*EXERCISE INSTRUCTIONS*:
Continue the article below on asbestos in New Zealand schools, picking up after its final sentence.

*EXTRACT*:
The reports use the examples of several unnamed schools to illustrate the damning findings of an earlier sweeping audit.
“The panels were found to be in poor condition in parts,” said one case taken from the audit, about the painted panels in a school’s changing rooms.
“More alarmingly was that it appears the school children were allowed to paint and draw directly on to the asbestos panels.”
It went on: “Likelihood of the surfaces to contain asbestos containing dust ... Potential ongoing exposure to school children due to the material being in a damaged condition.”
The rooms were cordoned off and fixed.
At one of the other schools, asbestos surveyors got their pre-build checks badly wrong: “Material incorrectly assessed deeming it to be in a safer condition than it actually is.”
“Significant daily asbestos exposure to children and teachers if disturbed. Disturbance would have occurred when fixing drawing pins and art work to the board. Room required immediate isolation and safety barrier construction.”
These two cases are historical, from the audit done in 2021 but only revealed now by RNZ under the OIA.
The audit was used by the ministry in a June 2023 business case for a fix-it programme that estimated 90,000 classrooms and other school “spaces” needed checking.
It was likely one-fifth, or almost 20,000, would have asbestos that needed removing or sealing over, it said.
Most of that work has not been done yet.
Who is responsible for asbestos issues?
The ministry as recently as May 2024 told RNZ the onus was on school boards and principals to manage asbestos and meet their obligations under health and safety laws.
But the OIA also contains a 19-page legal analysis done last year that puts responsibility squarely back on the ministry.
“Findings from the audit report reveal significant deficiencies in the Ministry of Education’s (MoE) knowledge and awareness regarding asbestos compliance in New Zealand state schools,” the internal analysis said.
“It highlights the urgent need for the MoE to address these deficiencies and take immediate action to rectify non-compliance, improve asbestos identification processes, and ensure the safety of students, staff, and others within school premises.”

*INFORMATION GIVEN*:
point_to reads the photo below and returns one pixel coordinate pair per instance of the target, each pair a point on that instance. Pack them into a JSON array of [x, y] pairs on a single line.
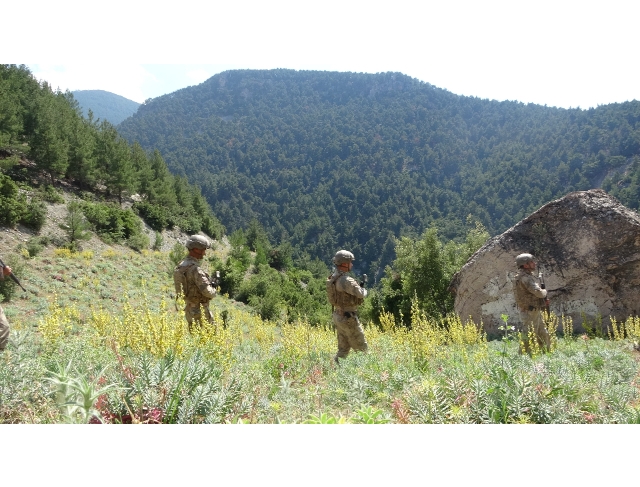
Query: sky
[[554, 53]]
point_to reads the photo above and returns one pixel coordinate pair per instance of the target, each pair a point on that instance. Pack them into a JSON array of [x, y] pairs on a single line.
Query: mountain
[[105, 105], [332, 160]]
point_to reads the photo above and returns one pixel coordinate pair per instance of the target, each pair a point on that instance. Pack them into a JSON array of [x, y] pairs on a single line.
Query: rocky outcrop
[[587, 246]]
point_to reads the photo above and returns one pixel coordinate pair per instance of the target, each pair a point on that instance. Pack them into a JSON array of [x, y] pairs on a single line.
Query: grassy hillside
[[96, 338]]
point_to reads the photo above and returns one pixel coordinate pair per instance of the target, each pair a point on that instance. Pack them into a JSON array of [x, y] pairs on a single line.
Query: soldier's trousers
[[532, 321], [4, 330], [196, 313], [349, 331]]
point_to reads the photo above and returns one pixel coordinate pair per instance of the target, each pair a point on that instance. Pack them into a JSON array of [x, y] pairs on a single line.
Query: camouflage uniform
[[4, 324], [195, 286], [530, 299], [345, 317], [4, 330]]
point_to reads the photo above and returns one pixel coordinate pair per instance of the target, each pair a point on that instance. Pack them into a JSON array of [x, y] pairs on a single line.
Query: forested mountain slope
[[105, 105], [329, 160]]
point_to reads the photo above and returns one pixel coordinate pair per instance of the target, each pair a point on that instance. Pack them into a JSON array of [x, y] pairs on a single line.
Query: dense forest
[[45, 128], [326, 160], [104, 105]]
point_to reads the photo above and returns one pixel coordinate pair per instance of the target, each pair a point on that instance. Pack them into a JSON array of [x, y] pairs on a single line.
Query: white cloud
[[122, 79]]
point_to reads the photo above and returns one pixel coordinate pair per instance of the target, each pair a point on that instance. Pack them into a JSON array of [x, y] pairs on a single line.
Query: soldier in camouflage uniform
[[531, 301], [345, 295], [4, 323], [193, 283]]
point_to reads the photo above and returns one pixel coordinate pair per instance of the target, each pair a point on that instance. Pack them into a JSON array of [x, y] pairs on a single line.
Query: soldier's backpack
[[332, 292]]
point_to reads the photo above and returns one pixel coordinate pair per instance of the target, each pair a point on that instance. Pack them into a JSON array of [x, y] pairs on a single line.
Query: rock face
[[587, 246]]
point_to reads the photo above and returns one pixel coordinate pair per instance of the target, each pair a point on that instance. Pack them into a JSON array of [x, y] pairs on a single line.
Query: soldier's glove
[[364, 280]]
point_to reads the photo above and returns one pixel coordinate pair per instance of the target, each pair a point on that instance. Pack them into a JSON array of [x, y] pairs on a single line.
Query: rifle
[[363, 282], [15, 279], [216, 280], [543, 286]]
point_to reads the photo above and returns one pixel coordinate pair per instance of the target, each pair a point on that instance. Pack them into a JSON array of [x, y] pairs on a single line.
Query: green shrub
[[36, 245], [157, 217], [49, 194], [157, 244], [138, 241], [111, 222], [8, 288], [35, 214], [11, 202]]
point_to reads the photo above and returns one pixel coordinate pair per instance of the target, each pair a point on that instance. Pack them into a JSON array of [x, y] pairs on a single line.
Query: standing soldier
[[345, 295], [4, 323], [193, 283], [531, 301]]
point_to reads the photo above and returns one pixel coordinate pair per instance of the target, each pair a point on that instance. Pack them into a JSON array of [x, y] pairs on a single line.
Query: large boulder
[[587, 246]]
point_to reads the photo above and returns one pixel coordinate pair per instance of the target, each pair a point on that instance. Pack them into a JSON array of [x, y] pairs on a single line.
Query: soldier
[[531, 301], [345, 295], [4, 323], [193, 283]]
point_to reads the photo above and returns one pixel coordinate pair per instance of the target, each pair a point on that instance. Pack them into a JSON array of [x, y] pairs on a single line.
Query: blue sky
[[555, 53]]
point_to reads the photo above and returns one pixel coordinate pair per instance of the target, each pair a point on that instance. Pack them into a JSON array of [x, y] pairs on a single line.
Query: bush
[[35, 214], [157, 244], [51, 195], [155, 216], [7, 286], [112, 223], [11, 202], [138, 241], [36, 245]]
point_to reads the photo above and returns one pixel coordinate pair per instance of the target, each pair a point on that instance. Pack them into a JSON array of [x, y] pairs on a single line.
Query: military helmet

==

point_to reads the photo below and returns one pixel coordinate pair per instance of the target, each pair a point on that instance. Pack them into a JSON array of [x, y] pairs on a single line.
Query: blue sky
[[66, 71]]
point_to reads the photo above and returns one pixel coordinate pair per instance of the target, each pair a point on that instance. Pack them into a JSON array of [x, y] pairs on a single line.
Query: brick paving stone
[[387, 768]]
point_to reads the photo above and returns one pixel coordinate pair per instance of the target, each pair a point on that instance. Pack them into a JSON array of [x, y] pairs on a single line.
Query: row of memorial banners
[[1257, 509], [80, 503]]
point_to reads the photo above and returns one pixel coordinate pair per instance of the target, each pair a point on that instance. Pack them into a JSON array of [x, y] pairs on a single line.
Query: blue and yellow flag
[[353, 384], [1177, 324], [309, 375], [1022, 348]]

==

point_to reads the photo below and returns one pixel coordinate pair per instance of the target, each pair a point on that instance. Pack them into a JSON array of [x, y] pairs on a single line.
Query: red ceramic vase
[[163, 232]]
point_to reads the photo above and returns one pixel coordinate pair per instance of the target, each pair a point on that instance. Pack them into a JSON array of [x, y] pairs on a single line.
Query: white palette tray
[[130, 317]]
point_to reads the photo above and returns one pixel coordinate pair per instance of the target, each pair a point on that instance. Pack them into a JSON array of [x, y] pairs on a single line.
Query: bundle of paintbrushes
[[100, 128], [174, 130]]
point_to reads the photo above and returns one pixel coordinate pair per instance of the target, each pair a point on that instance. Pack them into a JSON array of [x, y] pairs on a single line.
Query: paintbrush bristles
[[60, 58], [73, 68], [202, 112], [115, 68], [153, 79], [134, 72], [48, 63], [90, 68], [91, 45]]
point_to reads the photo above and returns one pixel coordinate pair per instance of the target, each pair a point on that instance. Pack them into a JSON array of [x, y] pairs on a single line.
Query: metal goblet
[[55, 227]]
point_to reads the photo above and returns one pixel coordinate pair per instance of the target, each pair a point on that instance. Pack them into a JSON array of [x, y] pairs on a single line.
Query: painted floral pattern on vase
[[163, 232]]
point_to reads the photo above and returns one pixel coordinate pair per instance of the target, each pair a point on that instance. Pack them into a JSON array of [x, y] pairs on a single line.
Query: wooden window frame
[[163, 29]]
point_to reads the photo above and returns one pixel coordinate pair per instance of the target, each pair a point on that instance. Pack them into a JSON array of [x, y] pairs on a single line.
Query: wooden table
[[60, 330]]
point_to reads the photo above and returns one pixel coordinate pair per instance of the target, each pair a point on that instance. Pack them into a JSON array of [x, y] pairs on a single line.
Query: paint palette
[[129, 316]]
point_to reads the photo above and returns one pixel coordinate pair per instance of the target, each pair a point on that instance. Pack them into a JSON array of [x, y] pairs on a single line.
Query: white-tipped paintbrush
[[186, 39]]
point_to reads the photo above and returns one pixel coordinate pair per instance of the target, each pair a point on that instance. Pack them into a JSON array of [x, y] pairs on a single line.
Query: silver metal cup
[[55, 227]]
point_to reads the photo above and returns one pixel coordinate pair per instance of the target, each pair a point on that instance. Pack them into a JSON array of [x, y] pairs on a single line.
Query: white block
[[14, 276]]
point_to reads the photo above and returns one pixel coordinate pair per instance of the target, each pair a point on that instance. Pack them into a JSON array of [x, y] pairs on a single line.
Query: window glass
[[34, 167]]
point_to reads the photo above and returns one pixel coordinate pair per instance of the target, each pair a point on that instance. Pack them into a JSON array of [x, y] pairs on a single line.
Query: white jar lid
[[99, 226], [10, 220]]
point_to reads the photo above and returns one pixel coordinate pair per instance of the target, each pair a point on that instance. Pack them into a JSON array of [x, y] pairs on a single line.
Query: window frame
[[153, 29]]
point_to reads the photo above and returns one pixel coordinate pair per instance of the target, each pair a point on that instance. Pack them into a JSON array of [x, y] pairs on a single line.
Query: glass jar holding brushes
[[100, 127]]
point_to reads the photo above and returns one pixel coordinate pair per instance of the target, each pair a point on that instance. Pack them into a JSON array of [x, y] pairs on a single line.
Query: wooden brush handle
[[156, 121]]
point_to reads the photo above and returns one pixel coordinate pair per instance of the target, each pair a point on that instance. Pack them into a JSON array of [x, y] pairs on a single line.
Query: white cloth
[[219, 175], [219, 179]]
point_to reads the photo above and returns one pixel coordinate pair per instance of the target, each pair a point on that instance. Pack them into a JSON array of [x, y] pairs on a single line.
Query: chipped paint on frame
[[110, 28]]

*ANSWER BOX*:
Work to support schools is now under way, but has taken years to get off the mark.
The ministry has been quietly weighing the problem and what to do. The issue has only to light through months of inquiries by RNZ, including by hearing from struggling schools.
The legal analysis said it was of “utmost urgency” that the ministry “fully comprehend” its obligations under health and safety laws.
“As schools have failed to achieve compliance with asbestos regulations, and as a detailed audit has concluded this to be the case, the MoE holds both a legal and moral obligation to provide additional support,” said the 19-page analysis by Rob McAllister, co-chair of the ministry’s National Asbestos Management Panel (NAMP).
The NAMP was set up in 2021, nine years on from research in 2012 – cited by WorkSafe in 2018 – that found the number one workplace killer was cancer linked to exposure from asbestos.
The schools’ problem is not just asbestos, or worse still the dust from it, inside classroom ceilings and walls, but poor assessments that fail to identify it, dodgy removal jobs that fail to get rid of it, and incompetent sign-off on bad jobs, the 89-page business case behind the $60m fix-it programme shows.
Case studies show repeated failures.
One case study in the business case said: “Project manager / MoE staff failed to recognise the legal requirement to obtain an asbestos refurbishment survey prior to starting any work.”
Tradies were sent in and crawled through “extensive” asbestos debris under classrooms without masks. The alarm went up, forcing a two-week delay and remediation estimated at $80,000 to $150,000.
In another case from the audit, a school site was twice certified free of asbestos when it was not: “Professional capability of licensed assessor/consultancy now in question”.
“Display of poor removal practices,” and it went on to say the consultancy fees of $2000-3000 multiple times were “likely to be hidden with the invoice of the site PM [project manager]”.
RNZ reported two months ago that the ministry was moving against cowboy operators, after over a year of considering what to do, by moving to set up two panels, one of consultants and planners, and the other of removalists with strong track records, which schools would have to use.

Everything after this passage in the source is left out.